■ Questions:
• a. Reproduce the wartime nursing memoir word for word, from "I applied, through" up to and including "a few days.".
• b. Write the next part of the wartime nursing memoir, carrying on from its last sentence.

■ Passage shown:
--------------------------------
I applied, through the American Red Cross, for military duty in the United States. I was accepted as second lieutenant and advised to report to Fort Benjamin Harrison, an army camp 40 miles from Indianapolis, Indiana. I asked the chief nurse if I could go overseas. She said, with your past experience in surgical nursing and four years at the Mayo Clinic, we need a surgical nurse to complete the personnel for the 155th General Hospital, which is slated for overseas in a few days.
We left for Boston after a twelve-hour leave in Boston there. We left on military buses for dockside where we boarded the luxury liner, [the USS] West Point, which was capable of carrying over 11,000 troops, all medical personnel: Doctors, nurses, Red Cross girls. We had to drill daily in our fatigues with packs on our backs and gas masks. We were instructed to wear our life belts at all times, even all night.
After several days at sea, we approached the British Isles. The engines on our boat were silenced at 1600 [pm]. We were about five miles out at sea. We were transferred in hundreds of lighters which took us to Greenock, Scotland. We were welcomed by a Scottish band, which led us to a railway station about six blocks away. The band played as we boarded the train. We travelled by train for several hours, taken by jeep to our temporary hospital, which was in a large skating rink in Colwyn Bay, Wales.
After several days there, we travelled by train for two days and two nights. We arrived in the valley of the Malvern Hills, southern England, to our new hospital area. I met my husband there; he was a captain with the Canadian Engineers. He had been serving in the Canadian Army overseas and at the present time, was in Ripon, northern England. That was July the 9th, 1944 when he called, where we celebrated our fourth wedding anniversary, sitting on a stone fence, as everywhere outside of two blocks was out of bounds for me.
--------------------------------
■ Entries shown:

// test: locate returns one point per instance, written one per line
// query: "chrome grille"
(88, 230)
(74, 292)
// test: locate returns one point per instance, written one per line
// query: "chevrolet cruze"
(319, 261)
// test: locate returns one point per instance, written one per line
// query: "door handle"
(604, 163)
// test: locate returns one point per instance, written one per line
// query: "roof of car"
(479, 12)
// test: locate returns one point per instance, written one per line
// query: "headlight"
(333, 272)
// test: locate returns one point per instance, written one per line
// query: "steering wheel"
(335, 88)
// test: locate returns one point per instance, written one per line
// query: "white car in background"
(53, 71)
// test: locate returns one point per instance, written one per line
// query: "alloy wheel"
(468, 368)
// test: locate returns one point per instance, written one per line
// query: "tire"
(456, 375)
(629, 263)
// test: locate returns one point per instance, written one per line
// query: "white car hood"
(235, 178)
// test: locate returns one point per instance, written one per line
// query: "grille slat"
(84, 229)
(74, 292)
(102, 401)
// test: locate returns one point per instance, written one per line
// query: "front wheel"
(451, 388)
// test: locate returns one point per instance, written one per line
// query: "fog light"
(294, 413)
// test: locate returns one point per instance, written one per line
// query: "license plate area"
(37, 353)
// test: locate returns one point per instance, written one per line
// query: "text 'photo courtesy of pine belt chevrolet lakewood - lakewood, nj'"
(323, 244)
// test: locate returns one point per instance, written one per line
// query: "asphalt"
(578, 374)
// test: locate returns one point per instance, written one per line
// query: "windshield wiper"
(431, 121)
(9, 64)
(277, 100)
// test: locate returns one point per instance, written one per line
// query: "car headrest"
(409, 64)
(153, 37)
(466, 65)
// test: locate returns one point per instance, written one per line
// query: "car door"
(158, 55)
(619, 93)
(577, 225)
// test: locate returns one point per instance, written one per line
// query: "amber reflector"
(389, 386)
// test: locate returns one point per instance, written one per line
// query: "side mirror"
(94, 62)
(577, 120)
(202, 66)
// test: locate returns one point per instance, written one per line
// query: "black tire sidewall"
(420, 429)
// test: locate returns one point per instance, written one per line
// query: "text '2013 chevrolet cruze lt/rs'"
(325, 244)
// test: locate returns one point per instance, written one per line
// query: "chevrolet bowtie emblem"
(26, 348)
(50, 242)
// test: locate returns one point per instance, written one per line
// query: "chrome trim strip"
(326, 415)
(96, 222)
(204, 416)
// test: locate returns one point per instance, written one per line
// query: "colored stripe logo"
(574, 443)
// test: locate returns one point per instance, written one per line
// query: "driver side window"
--------------------------------
■ Activity answers:
• a.
I applied, through the American Red Cross, for military duty in the United States. I was accepted as second lieutenant and advised to report to Fort Benjamin Harrison, an army camp 40 miles from Indianapolis, Indiana. I asked the chief nurse if I could go overseas. She said, with your past experience in surgical nursing and four years at the Mayo Clinic, we need a surgical nurse to complete the personnel for the 155th General Hospital, which is slated for overseas in a few days.

• b.
[One patient] was a rear gunner in a [bomber] plane and the plane was partially damaged by bombs but the pilot was able to bring the plane to the British shore. And the patient was brought to our hospital with the other patients; the other soldiers, I should say. He was paralyzed from the neck down and he said to me one day, I want you to promise me something. And I said, well, I can’t promise you unless you tell me what you want: I might not be able to do it. He said, you can do it. I said, okay, I promise. He said, would you go and see my wife after I die because I know I’m only going to live a couple of days. And so I said, I promise.
So after a couple days, he died, but before he died, he was about six feet, he was a big man, and I had to, he had five bullet wounds in his chest and quite a few in the back. And when I put solution in these wounds, where he had infection, the solution came out at the back. And one day, I couldn’t turn him over and I asked two of the soldiers who were out on the ward, that were ready to be discharged, I said, would you come and help me turn my patient. And they said, we can’t stand the smell. I said, how would you like it if you were in his place and your buddies wouldn’t come and help you? So they both came in and helped me turn him and fix him up.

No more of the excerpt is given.